Source excerpt:
The same coder transcribed the videotapes for both cultures in our reliability assessments; that coder did the original coding of the USA data and trained the subsequent coders. In cases of disagreements between coders, we used the original coding.
(i). Length of gesture string.
Each string of gestures was coded for the number of distinct gestures it contained. The total number of gestures produced by each individual was tabulated and that number was divided by the total number of gesture strings the individual produced to arrive at a mean length of gesture string. To assess reliability for gesture string length, a second coder independently transcribed a subset of the data for each group and culture. Agreement between coders was 95% (N=293) for Nicaraguan homesigners; 83% (N=572) for hearing Nicaraguan families; 93% (N=195) for USA homesigners; and 89% (N=316) for hearing USA families.
(ii). Proportion of complex sentences.
All gesture sentences were coded with respect to the number of propositions they contained. Once the boundaries of a gesture sentence were established using the motoric criteria just described, we used both the form of the gestures and the context in which the gestures were produced to assign meanings to propositions (see Goldin-Meadow & Mylander, 1984:26–32, for a detailed description of how propositions were assigned meanings and for examples). Sentences containing two or more propositions were classified as complex; sentences containing a single proposition were classified as simple.2 Agreement between coders for identifying complex sentences was 93% (N=289) for Nicaraguan homesigners and 95% (N=858) for their hearing families; 95% (N=174) for USA homesigners and 97% (N=238) for their hearing families.
(iii). Proportion of complex noun phrases.
All gestures referring to an entity were classified according to whether they functioned as a complex noun phrase (see Hunsicker & Goldin-Meadow, 2012, for details). Three types of gestures were used to refer to entities: (i) Pointing gestures refer to the entity toward which they are directed (e.g., pointing at a toy in the room to refer to that specific toy). This type of gesture functions like a demonstrative (e.g., this, that, her), pointing out a particular object but not categorizing it. (ii) Pointing gestures, called category points, do not refer to the particular object they indicate, but rather to an object of the same type (Butcher et al., 1991), e.g., a pointing gesture at an empty bubble jar present in the room, produced to request a full bubble jar from the next room. These gestures function like nouns in that they evoke the category by indexing an object that is an instance of that category to which the object belongs (in this case, the category of bubble jars) rather than the particular object (that jar). (iii) Iconic gestures represent an object by evoking some aspect of the intended referent, e.g., a twisting gesture produced to refer to a bubble jar. We included only iconic gestures used as nouns; Goldin-Meadow et al. (1994) describe the criteria used to distinguish noun iconic gestures (as in the bubble jar example) from verb iconic gestures (e.g., when the twisting gesture is used to refer to the act of twisting the jar lid). Noun iconic gestures resemble category points in that they do not specify a particular object, but rather specify a category of objects (in this case, bubble jars).

Record extracts:
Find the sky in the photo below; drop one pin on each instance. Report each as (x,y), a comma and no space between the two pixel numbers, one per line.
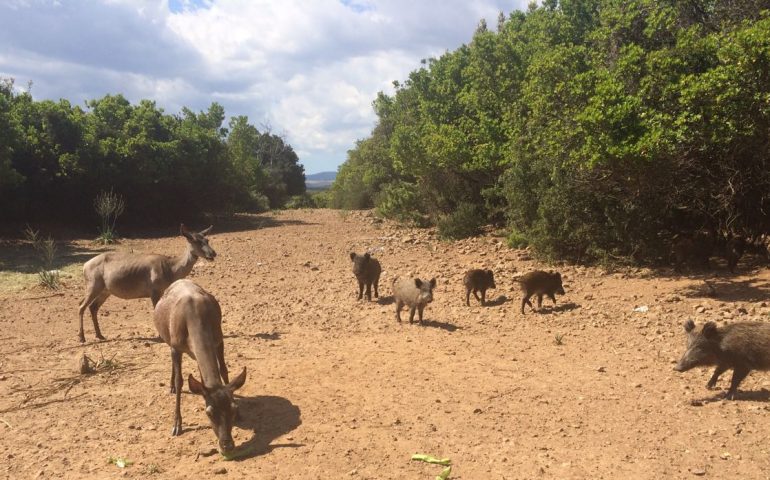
(307,70)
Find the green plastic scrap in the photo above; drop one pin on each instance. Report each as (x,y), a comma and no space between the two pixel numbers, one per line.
(444,475)
(121,462)
(431,459)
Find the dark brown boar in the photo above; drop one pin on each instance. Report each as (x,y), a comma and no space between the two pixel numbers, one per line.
(367,271)
(414,293)
(478,280)
(540,283)
(695,249)
(742,347)
(734,249)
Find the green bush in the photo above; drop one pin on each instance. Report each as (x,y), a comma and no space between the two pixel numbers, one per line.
(301,201)
(516,239)
(464,222)
(400,201)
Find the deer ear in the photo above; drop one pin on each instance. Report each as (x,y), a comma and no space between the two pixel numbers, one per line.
(709,329)
(195,386)
(237,381)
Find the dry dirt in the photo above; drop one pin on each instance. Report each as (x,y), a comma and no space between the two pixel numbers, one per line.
(337,388)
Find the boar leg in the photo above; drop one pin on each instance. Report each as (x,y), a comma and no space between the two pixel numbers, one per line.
(525,301)
(399,305)
(739,373)
(717,372)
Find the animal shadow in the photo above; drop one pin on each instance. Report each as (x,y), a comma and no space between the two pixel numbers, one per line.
(449,327)
(565,307)
(269,417)
(762,395)
(389,300)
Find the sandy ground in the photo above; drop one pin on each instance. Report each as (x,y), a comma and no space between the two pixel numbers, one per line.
(337,388)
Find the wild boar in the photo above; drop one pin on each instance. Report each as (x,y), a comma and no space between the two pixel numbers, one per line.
(478,280)
(414,293)
(742,347)
(540,283)
(367,271)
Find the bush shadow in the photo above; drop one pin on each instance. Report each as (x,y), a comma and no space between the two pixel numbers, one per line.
(21,257)
(729,291)
(269,417)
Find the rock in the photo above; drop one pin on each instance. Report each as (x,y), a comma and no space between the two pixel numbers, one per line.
(207,452)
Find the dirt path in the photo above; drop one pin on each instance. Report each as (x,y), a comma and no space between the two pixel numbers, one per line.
(338,389)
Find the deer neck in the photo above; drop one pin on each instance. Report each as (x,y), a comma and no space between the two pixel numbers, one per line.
(182,265)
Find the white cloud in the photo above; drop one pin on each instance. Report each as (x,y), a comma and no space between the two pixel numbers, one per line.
(309,69)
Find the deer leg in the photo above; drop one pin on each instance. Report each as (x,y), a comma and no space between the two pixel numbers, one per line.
(94,309)
(176,365)
(93,293)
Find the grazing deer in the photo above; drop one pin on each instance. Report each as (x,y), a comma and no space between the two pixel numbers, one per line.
(189,320)
(130,275)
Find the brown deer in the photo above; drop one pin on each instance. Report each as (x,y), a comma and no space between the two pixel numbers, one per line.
(189,320)
(131,275)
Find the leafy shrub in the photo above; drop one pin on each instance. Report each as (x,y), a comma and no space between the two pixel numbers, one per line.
(464,222)
(301,201)
(516,239)
(400,201)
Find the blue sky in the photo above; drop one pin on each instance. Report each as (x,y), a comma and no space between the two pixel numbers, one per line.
(307,70)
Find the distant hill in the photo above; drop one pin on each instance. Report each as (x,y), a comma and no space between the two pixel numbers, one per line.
(320,181)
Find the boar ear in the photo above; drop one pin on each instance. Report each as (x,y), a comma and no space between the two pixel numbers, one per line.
(709,329)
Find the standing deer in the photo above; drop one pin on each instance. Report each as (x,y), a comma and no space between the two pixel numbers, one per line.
(130,275)
(189,320)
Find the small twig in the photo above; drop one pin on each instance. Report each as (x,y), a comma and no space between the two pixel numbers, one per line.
(44,296)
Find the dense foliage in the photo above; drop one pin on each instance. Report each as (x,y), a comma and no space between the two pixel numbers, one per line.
(55,158)
(593,128)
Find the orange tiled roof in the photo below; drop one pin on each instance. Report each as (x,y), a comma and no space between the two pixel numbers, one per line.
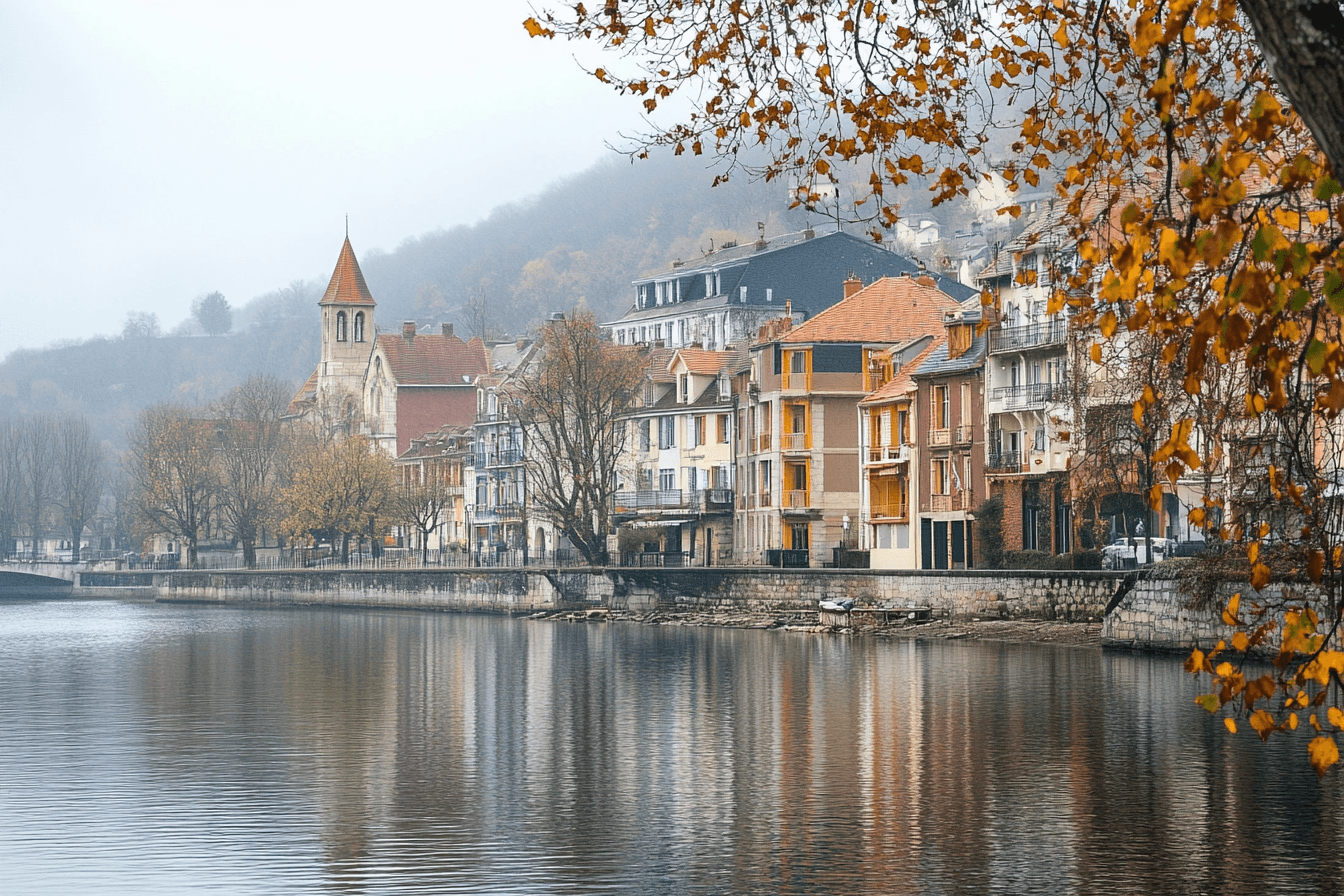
(433,359)
(903,382)
(703,362)
(894,309)
(347,285)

Written instruction A: Set down, word for word, the stretch of the gesture-coding passage from "The same coder" through "hearing USA families.".
Written instruction B: Resume the gesture-coding passage, picking up right after its final sentence.

Exercise result A:
The same coder transcribed the videotapes for both cultures in our reliability assessments; that coder did the original coding of the USA data and trained the subsequent coders. In cases of disagreements between coders, we used the original coding.
(i). Length of gesture string.
Each string of gestures was coded for the number of distinct gestures it contained. The total number of gestures produced by each individual was tabulated and that number was divided by the total number of gesture strings the individual produced to arrive at a mean length of gesture string. To assess reliability for gesture string length, a second coder independently transcribed a subset of the data for each group and culture. Agreement between coders was 95% (N=293) for Nicaraguan homesigners; 83% (N=572) for hearing Nicaraguan families; 93% (N=195) for USA homesigners; and 89% (N=316) for hearing USA families.

Exercise result B:
Each of these three types of gestures was used on its own to identify entities. But, at times, a demonstrative gesture and a noun gesture (either a category point or an iconic gesture) were both used to refer to the same entity (e.g., point at bird combined with an iconic noun gesture for bird, palms flapping at sides). The demonstrative gesture in this type of combination indicates the particular entity under discussion, whereas the noun gesture provides information about its class. Hunsicker and Goldin-Meadow (2012) found that these types of multi-gesture nominals functioned semantically and syntactically like single gesture nominals in a USA homesigner, and thus warrant the label complex noun phrase.
The following 5 criteria were used to identify complex noun phrases: (i) the two gestures in a complex noun phrase must refer to the same entity; (ii) the gestures must be within the same sentence; (iii) the gestures must be contiguous; (iv) the gestures must be of two different types (e.g., two pointing gestures at the same bird were not considered a complex noun phrase, even if they occurred in the same sentence and were adjacent); (v) the gestures must serve the same semantic role. This last criterion rules out predicate nominal sentences. For example, homesigners sometimes point at a picture of a bird and then produce the noun gesture bird in order to identify the picture as a bird; in this case, the noun gesture is functioning as a predicate nominal (e.g., that’s a bird), rather than as part of a nominal constituent (e.g., [that bird] pedals a bike). Predicate nominals were not coded as complex noun phrases. As noted earlier, we used the criteria in Goldin-Meadow et al. (1994) to determine whether an iconic gesture was referring to an object (and therefore a nominal, e.g., the flapping gesture that categorized the bird, who was not flying) or to an activity (and therefore a predicate, e.g., the pedaling gesture that described the activity of the bird, who was riding a bike).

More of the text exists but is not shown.